**Exercise objective**
Reproduce the lines of the data below, without any change, starting at the line that holds "the red flower." and running through the final line of the data. Include both the starting line and the final line.
>> Start
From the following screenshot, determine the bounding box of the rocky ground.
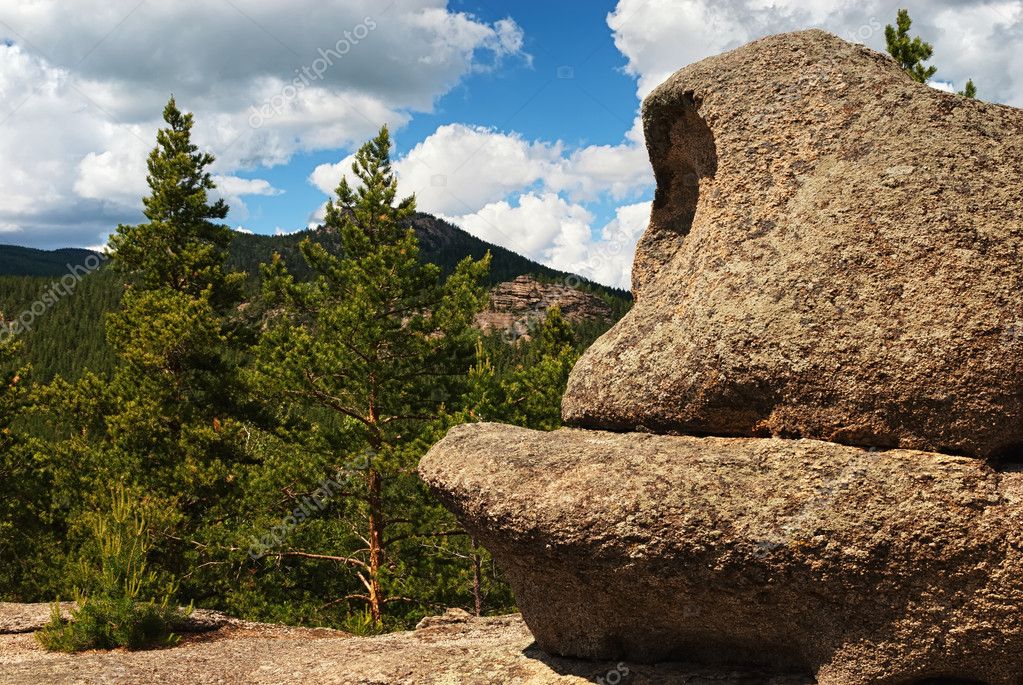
[0,603,812,685]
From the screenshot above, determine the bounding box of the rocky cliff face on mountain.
[419,26,1023,685]
[476,275,613,337]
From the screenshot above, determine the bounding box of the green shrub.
[36,486,185,652]
[36,597,181,652]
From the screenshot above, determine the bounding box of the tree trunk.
[366,468,384,626]
[472,538,483,617]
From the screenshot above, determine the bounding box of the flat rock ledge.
[419,423,1023,685]
[0,604,812,685]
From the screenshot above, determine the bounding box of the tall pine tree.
[247,128,489,627]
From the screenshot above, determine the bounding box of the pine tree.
[248,127,489,627]
[885,9,938,83]
[30,98,248,617]
[109,97,239,303]
[959,79,977,100]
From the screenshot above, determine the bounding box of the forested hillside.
[0,245,96,276]
[0,218,631,382]
[0,99,630,650]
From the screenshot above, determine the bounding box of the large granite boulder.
[564,31,1023,457]
[420,423,1023,685]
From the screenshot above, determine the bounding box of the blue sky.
[236,1,650,244]
[0,0,1023,287]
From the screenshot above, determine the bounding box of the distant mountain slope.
[0,245,96,276]
[0,214,631,381]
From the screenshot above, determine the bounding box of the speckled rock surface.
[564,31,1023,457]
[0,605,812,685]
[419,423,1023,685]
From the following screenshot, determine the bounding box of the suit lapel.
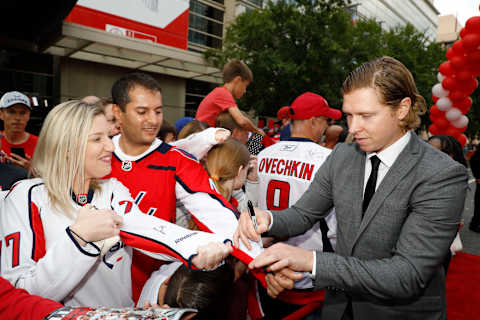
[352,131,420,249]
[346,145,366,252]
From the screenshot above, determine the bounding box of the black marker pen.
[247,200,257,231]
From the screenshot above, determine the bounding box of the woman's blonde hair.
[204,138,250,199]
[31,100,104,215]
[342,56,427,130]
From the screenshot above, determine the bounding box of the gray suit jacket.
[269,132,467,320]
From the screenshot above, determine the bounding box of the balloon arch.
[428,17,480,147]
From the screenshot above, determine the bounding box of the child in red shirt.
[195,59,265,136]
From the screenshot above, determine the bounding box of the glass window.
[189,14,223,38]
[188,29,222,48]
[190,0,223,23]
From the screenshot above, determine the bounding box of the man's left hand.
[265,268,303,298]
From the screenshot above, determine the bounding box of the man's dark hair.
[157,120,177,141]
[112,72,162,112]
[164,263,234,320]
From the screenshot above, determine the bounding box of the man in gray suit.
[234,57,467,320]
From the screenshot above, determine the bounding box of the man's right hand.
[233,208,270,250]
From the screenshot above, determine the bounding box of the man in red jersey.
[0,91,38,170]
[111,73,242,301]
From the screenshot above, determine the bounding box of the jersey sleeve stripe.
[65,227,100,257]
[175,175,240,219]
[28,183,46,261]
[120,230,190,266]
[147,164,177,171]
[172,148,198,162]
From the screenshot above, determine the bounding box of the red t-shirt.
[0,278,63,320]
[195,87,237,127]
[2,133,38,158]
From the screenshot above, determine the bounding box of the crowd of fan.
[0,60,472,320]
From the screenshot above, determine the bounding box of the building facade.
[349,0,439,41]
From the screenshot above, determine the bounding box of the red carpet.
[446,252,480,320]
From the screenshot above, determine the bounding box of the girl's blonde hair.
[204,138,250,199]
[31,100,104,215]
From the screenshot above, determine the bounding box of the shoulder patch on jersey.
[172,147,198,162]
[155,141,172,154]
[280,144,297,151]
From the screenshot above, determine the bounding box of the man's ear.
[112,103,123,124]
[232,76,243,84]
[397,97,412,120]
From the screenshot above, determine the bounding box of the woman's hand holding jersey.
[192,242,233,270]
[70,204,123,246]
[233,208,271,250]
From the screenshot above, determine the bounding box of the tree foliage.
[205,0,444,131]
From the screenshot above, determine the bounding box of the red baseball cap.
[277,106,290,120]
[290,92,342,120]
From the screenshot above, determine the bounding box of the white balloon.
[436,97,452,111]
[432,83,450,98]
[437,72,446,83]
[445,108,463,122]
[452,116,468,128]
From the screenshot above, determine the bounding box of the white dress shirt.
[363,131,411,193]
[312,131,411,278]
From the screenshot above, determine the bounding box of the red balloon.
[467,51,480,67]
[462,33,480,52]
[457,79,478,96]
[445,126,460,137]
[429,104,445,118]
[465,16,480,36]
[435,116,450,131]
[428,124,440,136]
[438,61,454,77]
[442,77,461,91]
[455,70,473,81]
[448,90,467,101]
[445,48,455,60]
[468,63,480,77]
[452,40,466,56]
[453,97,472,114]
[448,54,467,70]
[455,134,467,148]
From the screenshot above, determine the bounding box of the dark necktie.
[320,218,334,252]
[362,156,380,213]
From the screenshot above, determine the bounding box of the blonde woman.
[0,101,231,307]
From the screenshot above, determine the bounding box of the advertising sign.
[65,0,189,49]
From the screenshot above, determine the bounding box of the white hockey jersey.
[0,178,236,307]
[258,138,337,255]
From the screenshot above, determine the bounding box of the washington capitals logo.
[77,194,87,204]
[122,160,133,171]
[153,226,166,235]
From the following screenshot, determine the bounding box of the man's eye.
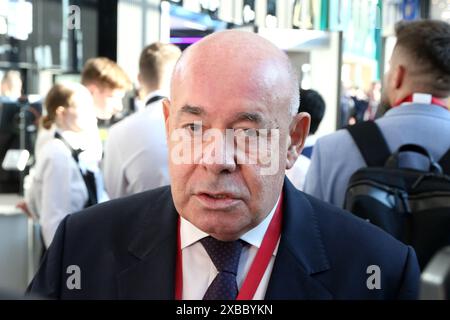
[236,128,258,137]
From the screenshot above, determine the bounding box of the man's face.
[164,60,307,241]
[89,85,125,120]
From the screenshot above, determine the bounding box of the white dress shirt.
[25,129,108,248]
[180,198,280,300]
[103,91,170,199]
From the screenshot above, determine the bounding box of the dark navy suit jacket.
[28,179,419,299]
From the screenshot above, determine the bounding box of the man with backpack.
[305,20,450,266]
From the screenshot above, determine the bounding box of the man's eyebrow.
[232,112,278,128]
[233,112,265,124]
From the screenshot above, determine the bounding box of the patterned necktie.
[200,237,243,300]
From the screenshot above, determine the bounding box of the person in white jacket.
[103,43,181,199]
[25,83,107,248]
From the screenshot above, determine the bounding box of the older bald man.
[29,31,419,300]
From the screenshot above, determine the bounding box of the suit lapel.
[265,179,332,299]
[117,188,178,300]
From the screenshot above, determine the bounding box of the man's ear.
[286,112,311,169]
[163,98,170,140]
[391,64,406,89]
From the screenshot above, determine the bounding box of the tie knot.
[200,237,244,276]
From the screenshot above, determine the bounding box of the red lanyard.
[394,94,448,110]
[175,193,283,300]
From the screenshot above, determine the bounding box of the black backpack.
[344,121,450,269]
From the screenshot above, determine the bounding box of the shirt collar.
[180,197,280,254]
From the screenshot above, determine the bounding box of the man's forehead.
[176,104,277,126]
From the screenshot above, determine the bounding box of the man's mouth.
[195,192,241,210]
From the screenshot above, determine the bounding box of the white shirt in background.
[25,129,108,248]
[103,91,170,199]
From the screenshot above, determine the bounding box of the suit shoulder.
[306,195,407,254]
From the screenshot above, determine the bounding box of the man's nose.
[200,136,236,174]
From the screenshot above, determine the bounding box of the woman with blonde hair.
[25,83,107,248]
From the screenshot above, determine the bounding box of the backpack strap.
[438,149,450,175]
[346,121,391,167]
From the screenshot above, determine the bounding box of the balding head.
[164,31,309,241]
[172,30,299,115]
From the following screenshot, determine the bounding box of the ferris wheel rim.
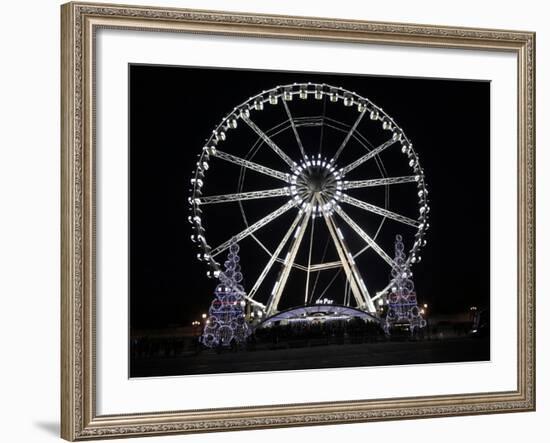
[190,83,429,312]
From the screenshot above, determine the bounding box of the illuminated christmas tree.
[384,235,426,334]
[201,243,249,348]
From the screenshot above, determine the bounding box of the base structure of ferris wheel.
[189,83,430,322]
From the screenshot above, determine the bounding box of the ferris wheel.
[189,83,430,317]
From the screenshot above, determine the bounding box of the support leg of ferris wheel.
[319,196,376,312]
[267,202,313,317]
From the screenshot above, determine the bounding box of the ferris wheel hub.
[290,157,342,217]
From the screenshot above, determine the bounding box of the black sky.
[129,65,490,328]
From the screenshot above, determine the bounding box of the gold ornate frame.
[61,3,535,441]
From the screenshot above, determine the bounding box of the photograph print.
[128,64,491,377]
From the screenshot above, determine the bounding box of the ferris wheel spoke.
[212,149,290,183]
[340,194,420,228]
[335,206,397,268]
[319,199,375,312]
[199,188,290,205]
[243,117,296,168]
[342,175,416,189]
[267,204,312,316]
[310,260,342,272]
[282,100,306,159]
[340,138,397,175]
[333,108,367,161]
[210,200,297,257]
[248,212,304,299]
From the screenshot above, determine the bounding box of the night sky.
[129,65,490,329]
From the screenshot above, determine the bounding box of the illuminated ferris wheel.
[189,83,430,317]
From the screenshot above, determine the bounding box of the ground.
[132,336,490,377]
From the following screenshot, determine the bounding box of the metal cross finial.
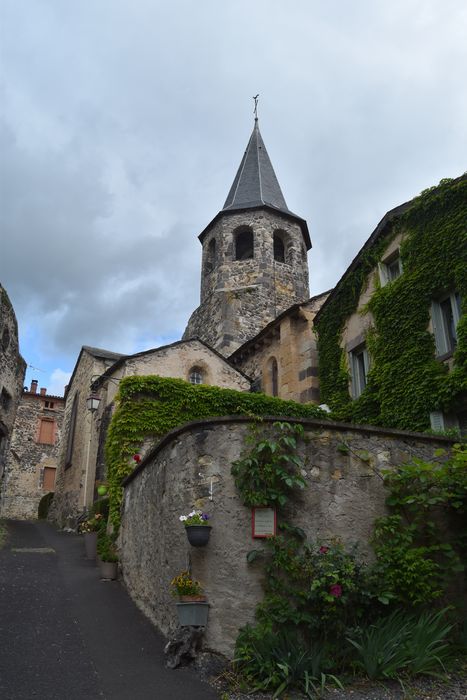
[253,92,259,120]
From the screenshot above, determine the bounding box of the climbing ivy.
[105,376,326,529]
[316,175,467,431]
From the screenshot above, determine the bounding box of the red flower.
[329,583,342,598]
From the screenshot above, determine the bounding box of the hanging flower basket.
[179,510,211,547]
[185,525,212,547]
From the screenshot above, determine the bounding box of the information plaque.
[251,508,276,537]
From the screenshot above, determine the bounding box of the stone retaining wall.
[121,417,450,657]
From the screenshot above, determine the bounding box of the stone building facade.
>> End
**Exercise output**
From the screenshot above, determine the bounding box of the red flower.
[329,583,342,598]
From the screenshot above, determine the bounding box of the hanging flower basket.
[179,510,211,547]
[185,525,212,547]
From the screenshot above, determine the bounding box of the information plaque.
[251,508,276,537]
From the screenshot above, determine the bounding box of the stone retaining wall.
[121,417,450,657]
From the screenshot above, determine the bounding box of the stone building facade.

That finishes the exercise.